Page excerpt START

Saturday, December 8, 2012

Christmas Lights

 

Ready to see some lights!

 

We started out with a bang! A choreographed light show benefiting habitat for humanity. They like the rockin' songs the best. We made our usual stops on Wagon Wheel, Starflower, Woodward Governor, Longs Peak Drive, Middlesbourough, and Southridge Greens. The van smells like popcorn and good memories. Anthony made a map a few years ago and we still go off it's general route, you can find it here.

Zinnia took a nap this afternoon, she made it though the whole tour. "Cousin It" did not join our fun, Lydia just did that whole turn into gumby thing that kids do when they fall asleep in the car.

 

Esther said her hot chocolate was "delicious." I have to agree. It was a treat to get Panera Hot Chocolate, it's perfect. Not too sweet or thick. Just right.

Frannie agrees. She drank two cups of hot chocolate and as you can see, she made it all the way home.

Page excerpt END
Information provided START

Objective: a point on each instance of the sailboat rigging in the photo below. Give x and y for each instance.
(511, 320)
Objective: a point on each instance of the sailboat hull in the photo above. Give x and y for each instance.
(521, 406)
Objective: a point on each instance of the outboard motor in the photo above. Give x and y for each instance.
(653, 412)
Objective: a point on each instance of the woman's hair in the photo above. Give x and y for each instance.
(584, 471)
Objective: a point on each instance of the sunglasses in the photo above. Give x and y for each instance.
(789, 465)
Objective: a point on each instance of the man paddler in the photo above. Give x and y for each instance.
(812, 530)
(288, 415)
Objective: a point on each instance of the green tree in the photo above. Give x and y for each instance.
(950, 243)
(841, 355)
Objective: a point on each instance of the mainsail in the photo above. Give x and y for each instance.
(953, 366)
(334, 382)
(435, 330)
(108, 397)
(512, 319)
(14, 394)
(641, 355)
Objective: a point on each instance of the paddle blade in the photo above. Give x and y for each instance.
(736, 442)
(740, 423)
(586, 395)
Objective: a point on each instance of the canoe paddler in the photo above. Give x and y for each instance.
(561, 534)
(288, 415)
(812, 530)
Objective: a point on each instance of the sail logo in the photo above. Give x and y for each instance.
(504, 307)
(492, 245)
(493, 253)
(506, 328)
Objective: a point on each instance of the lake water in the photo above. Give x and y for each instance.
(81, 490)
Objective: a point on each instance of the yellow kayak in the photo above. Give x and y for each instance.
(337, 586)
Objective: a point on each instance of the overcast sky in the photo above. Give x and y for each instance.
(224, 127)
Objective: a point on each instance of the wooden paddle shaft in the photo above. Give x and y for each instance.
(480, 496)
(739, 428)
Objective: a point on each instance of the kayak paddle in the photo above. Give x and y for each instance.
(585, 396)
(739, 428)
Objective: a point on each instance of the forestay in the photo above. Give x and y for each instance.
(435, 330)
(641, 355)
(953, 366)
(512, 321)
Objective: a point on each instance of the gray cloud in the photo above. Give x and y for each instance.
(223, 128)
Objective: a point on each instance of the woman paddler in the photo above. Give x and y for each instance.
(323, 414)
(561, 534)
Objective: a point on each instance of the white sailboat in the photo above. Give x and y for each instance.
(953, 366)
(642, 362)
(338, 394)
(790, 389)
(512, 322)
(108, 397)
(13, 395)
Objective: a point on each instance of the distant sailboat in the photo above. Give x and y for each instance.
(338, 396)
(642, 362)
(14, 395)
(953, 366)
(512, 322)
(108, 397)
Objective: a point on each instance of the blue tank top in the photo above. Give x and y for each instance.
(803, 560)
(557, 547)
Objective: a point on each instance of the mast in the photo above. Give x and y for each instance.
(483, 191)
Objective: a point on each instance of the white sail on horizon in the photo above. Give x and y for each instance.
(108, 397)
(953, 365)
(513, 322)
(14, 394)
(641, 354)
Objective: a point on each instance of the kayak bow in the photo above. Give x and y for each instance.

Information provided END

■ Study questions:
1. Retype the Christmas lights post word for word. Begin at "Christmas Lights" and stop after "in the car.".
2. Please turn the paragraph of the Christmas lights post that opens with "We started out with a bang!" into a short bulleted list that keeps its main facts.
3. Carry on the Christmas lights post from its last sentence.

■ Answer list:
1.
Christmas Lights

 

Ready to see some lights!

 

We started out with a bang! A choreographed light show benefiting habitat for humanity. They like the rockin' songs the best. We made our usual stops on Wagon Wheel, Starflower, Woodward Governor, Longs Peak Drive, Middlesbourough, and Southridge Greens. The van smells like popcorn and good memories. Anthony made a map a few years ago and we still go off it's general route, you can find it here.

Zinnia took a nap this afternoon, she made it though the whole tour. "Cousin It" did not join our fun, Lydia just did that whole turn into gumby thing that kids do when they fall asleep in the car.

2.
- The outing began with a choreographed light show benefiting Habitat for Humanity.
- The kids like the rockin' songs best.
- The usual stops were Wagon Wheel, Starflower, Woodward Governor, Longs Peak Drive, Middlesbourough, and Southridge Greens.
- The van smells like popcorn and good memories.
- Anthony made a map a few years ago, and the family still follows its general route.

3.
 

We have been trying to enjoy each minute at home. We had two small Christmas gatherings which were a treat to see family and give Esther a chance to get to open some gifts outside her hospital room. She is very sad she can't "go to Christmas," but I think this helped. The other four are certainly ready after watching Esther recieve sweet gifts.

Thank you for praying for Esther's tests and our family over the last week. We are so blessed. Aside from Esther's hearing, everything else looks wonderful. Her kidneys and heart are great, infact her kidneys are performing beyond normal range, exceptionally well. We will watch her diaphragm, but her doctor wasn't too concerned and one of our other doctors sent me a reassuring email.

Overall, we are very encouraged with Esther's progress and last couple of weeks. Her transplant doctor said he wished all of his patients could enter into this process as healthy as Esther. There was a fungus in her nose, common, but she'll probably have to have an additional med in the hospital to just keep that fungus at bay. We are hoping for only three weeks. Originally we thought it would be closer to a month, but over and over we heard three weeks.

A few things to be praying for:

  • My heart is anxious and I am incredibly emotional, pray for peace.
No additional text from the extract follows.